Work to complete
1. Quote the real estate prices notebook exactly, from "##-- Data PATH" up to and including "pd.set_option('max_columns', 30)".
2. According to the real estate prices notebook, why is matplotlib.cm imported as cm? Answer in one to three sentences.

Page excerpt start

In [30]:
###-- Mount to Google Drive
from google.colab import drive
drive.mount('/content/drive')

!ls 'drive/My Drive/jupyter/ProbSpace/RealEstatePrices/data/'

Drive already mounted at /content/drive; to attempt to forcibly remount, call drive.mount("/content/drive", force_remount=True).
names.json  published_land_price.csv  test_data.csv  train_data.csv


In [1]:
#-- Install Optuna --#
!pip install optuna
import optuna
print(optuna.__version__)

In [0]:
###----------------------------------------###
###           Input information            ###
###----------------------------------------###
##-- CSV filename
train_filename, test_filename = "train_data.csv", "test_data.csv"

##-- Data PATH
PATH_data = "drive/My Drive/jupyter/ProbSpace/RealEstatePrices/data/"

In [0]:
###-----------------------------------###
###        Import Library             ###
###-----------------------------------###
##-- Pandas
import pandas as pd
from pandas import Series, DataFrame
pd.set_option('max_columns', 30)
##-- Numpy
import numpy as np
##-- Matplotlib
import matplotlib.pylab as plt
import matplotlib.cm as cm #-- for gradation
import seaborn as sns
##-- Scikit-learn
import sklearn  #-- print(sklearn.__version__)

Page excerpt end
Provided material start

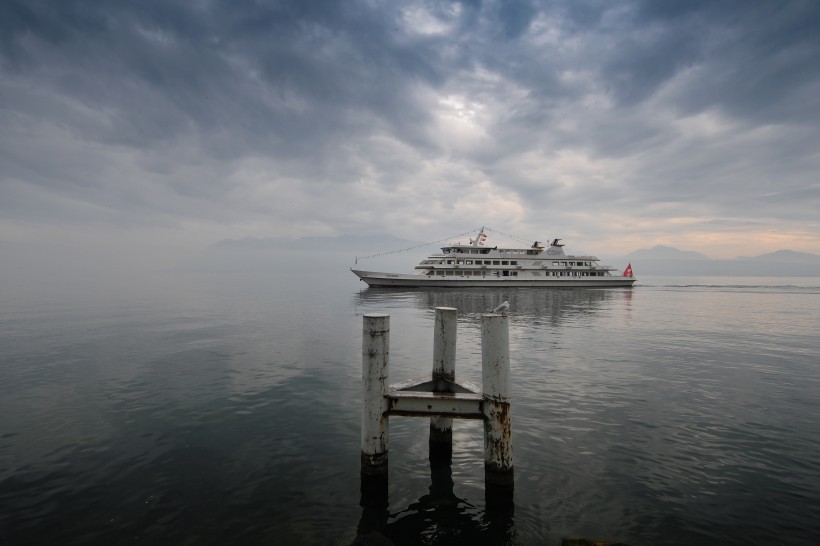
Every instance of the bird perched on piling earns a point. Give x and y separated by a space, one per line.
503 308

Provided material end

Task responses
1.
##-- Data PATH
PATH_data = "drive/My Drive/jupyter/ProbSpace/RealEstatePrices/data/"

In [0]:
###-----------------------------------###
###        Import Library             ###
###-----------------------------------###
##-- Pandas
import pandas as pd
from pandas import Series, DataFrame
pd.set_option('max_columns', 30)

2. It is imported for gradation. The comment on that import line gives this reason.